──────── TASK DATA
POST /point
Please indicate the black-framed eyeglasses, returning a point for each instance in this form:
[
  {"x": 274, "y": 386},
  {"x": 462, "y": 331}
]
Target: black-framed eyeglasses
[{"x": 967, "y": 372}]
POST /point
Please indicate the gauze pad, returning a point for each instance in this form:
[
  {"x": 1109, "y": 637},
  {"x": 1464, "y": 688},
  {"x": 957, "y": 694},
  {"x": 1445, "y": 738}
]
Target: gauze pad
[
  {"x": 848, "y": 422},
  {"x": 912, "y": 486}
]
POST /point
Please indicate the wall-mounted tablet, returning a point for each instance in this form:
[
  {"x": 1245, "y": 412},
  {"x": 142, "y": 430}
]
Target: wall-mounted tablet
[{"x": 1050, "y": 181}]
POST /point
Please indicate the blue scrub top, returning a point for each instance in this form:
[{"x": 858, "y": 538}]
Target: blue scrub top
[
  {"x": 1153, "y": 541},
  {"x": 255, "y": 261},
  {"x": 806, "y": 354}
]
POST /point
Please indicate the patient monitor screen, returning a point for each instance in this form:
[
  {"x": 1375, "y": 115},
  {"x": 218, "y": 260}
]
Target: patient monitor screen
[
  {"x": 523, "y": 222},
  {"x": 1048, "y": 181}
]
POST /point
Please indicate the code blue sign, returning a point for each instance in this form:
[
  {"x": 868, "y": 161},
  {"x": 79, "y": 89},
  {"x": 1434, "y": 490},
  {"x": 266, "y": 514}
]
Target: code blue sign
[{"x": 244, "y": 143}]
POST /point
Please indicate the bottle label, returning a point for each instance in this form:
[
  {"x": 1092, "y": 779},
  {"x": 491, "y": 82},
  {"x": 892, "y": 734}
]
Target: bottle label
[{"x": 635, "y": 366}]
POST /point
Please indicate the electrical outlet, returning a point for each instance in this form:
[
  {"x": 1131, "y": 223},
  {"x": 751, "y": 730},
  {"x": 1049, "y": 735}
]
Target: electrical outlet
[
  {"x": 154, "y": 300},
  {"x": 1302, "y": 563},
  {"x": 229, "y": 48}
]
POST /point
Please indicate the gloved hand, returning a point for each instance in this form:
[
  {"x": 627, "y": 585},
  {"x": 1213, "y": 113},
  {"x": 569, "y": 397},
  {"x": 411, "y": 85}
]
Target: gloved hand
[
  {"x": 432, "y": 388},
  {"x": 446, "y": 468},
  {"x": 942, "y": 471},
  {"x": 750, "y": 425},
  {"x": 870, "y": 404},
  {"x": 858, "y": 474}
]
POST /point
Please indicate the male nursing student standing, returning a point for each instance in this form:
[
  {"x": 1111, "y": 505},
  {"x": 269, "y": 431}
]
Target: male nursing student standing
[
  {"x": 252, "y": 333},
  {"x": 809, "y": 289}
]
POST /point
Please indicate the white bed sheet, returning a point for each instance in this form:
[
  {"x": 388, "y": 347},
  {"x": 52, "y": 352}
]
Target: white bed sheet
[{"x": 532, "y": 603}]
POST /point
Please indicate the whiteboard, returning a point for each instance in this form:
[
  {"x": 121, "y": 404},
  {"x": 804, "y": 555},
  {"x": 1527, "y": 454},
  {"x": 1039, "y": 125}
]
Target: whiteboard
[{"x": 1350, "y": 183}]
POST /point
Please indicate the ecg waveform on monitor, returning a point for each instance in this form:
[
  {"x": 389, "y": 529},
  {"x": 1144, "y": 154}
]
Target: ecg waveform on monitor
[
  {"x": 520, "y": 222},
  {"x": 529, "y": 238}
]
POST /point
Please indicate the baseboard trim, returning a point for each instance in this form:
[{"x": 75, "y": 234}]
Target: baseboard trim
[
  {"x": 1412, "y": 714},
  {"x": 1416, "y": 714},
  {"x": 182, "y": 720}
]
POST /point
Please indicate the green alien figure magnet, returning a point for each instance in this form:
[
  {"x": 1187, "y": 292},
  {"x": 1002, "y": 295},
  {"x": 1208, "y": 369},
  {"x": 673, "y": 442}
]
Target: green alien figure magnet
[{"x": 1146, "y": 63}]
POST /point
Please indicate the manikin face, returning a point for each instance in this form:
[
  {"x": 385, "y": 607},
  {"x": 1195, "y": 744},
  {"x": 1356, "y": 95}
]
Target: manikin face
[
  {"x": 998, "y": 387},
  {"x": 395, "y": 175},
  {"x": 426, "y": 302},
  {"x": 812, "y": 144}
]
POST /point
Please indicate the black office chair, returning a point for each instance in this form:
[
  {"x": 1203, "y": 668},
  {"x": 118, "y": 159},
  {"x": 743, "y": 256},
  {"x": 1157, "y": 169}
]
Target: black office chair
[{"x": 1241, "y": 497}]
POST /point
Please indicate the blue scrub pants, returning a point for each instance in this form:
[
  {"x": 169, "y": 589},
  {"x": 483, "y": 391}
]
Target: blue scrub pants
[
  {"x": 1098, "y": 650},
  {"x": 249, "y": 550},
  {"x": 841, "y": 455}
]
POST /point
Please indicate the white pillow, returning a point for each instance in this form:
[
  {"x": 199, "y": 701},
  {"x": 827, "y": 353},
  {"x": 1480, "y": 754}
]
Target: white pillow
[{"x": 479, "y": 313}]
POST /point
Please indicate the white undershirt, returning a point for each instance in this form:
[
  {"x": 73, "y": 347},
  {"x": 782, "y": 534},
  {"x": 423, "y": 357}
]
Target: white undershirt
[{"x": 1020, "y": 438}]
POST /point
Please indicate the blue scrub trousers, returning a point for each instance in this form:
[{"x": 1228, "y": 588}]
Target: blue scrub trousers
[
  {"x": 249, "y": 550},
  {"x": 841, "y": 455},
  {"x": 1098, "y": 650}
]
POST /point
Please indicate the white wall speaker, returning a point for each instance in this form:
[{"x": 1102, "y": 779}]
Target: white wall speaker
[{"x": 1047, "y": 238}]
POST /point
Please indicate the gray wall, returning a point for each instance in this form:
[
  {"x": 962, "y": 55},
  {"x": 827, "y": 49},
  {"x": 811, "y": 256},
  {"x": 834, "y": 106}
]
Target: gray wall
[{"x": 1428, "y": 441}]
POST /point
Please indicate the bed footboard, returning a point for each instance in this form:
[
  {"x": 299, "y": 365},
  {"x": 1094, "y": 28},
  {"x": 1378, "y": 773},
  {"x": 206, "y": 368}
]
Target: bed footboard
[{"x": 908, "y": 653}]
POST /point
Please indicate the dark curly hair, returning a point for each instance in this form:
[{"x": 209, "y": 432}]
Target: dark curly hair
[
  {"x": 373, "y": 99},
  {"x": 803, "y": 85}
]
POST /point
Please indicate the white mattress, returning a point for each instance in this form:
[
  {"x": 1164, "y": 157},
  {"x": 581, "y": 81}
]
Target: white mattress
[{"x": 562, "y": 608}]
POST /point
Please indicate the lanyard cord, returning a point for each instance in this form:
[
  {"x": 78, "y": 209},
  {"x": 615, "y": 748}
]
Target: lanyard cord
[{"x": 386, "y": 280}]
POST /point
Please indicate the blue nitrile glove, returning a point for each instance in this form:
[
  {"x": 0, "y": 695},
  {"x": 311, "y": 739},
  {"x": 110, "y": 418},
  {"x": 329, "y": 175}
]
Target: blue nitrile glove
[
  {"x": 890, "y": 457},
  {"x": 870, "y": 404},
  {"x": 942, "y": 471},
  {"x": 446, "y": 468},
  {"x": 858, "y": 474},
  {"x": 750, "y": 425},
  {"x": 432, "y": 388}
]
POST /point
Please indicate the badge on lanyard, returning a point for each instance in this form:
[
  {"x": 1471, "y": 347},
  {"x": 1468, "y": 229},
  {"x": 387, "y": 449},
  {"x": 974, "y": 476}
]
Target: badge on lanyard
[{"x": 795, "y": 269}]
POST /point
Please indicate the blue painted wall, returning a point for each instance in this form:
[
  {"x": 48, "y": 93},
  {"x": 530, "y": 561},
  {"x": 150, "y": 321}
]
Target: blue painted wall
────────────────
→ **DIRECTIONS FOR THIS TASK**: Among the entries above, how many lines hold the string "painted"? Give the number by itself.

→ **REPLY TO THE EXERCISE**: 2